(Stored data)
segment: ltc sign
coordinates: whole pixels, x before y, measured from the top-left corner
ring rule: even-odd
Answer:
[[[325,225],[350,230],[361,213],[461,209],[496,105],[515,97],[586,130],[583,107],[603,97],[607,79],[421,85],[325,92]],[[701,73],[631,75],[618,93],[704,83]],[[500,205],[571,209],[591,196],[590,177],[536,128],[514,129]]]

= Work to complete =
Retype the data exactly.

= Answer =
segment: ltc sign
coordinates: whole pixels, x before y, measured from the top-left corner
ring rule: even-odd
Answer:
[[[325,225],[350,230],[361,213],[461,209],[496,105],[515,97],[586,130],[583,107],[603,97],[607,79],[421,85],[325,92]],[[701,73],[631,75],[618,93],[704,83]],[[500,205],[571,209],[591,196],[590,177],[536,128],[514,129]]]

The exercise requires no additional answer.